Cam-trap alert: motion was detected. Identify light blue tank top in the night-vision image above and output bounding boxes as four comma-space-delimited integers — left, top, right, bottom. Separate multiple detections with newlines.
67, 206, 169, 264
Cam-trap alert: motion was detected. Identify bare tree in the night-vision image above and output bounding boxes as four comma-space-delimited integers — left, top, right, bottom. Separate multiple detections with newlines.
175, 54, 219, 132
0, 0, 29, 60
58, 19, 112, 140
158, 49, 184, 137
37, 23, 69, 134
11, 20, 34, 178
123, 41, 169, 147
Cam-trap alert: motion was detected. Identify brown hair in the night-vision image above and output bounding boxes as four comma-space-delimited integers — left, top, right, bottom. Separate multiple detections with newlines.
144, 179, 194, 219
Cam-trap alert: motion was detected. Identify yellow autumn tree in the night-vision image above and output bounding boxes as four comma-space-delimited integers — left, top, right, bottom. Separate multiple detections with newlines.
----------
Reproduce all of the material above verbatim, line for line, from the first line through the last.

Solution to this exercise »
Cam-trap alert: motion was detected. Identify light blue tank top in the night-vision image above and output bounding boxes as four comma-space-delimited integers — left, top, right, bottom. Separate multiple detections with newlines.
67, 206, 169, 264
Cam-trap alert: motion was detected. Identify bare tree in the night-vision image above and output bounding boxes as four comma-space-delimited integers — left, top, right, bottom. Separate multiple detections with newlines.
175, 54, 219, 132
0, 0, 29, 60
58, 19, 112, 140
158, 49, 184, 137
37, 23, 69, 134
11, 20, 34, 178
123, 41, 169, 147
Cam-trap alert: motion was detected. Identify brown hair in the night-vision image above and output bounding boxes as four comma-space-delimited integers — left, top, right, bottom. Separate multiple detections with newlines.
144, 179, 194, 219
Cam-trap alert: motion was detected. Identify yellow autumn tree in the night-vision image above and output bounding boxes as four comma-space-delimited integers — left, top, right, bottom. Separate multiple detections with newlines.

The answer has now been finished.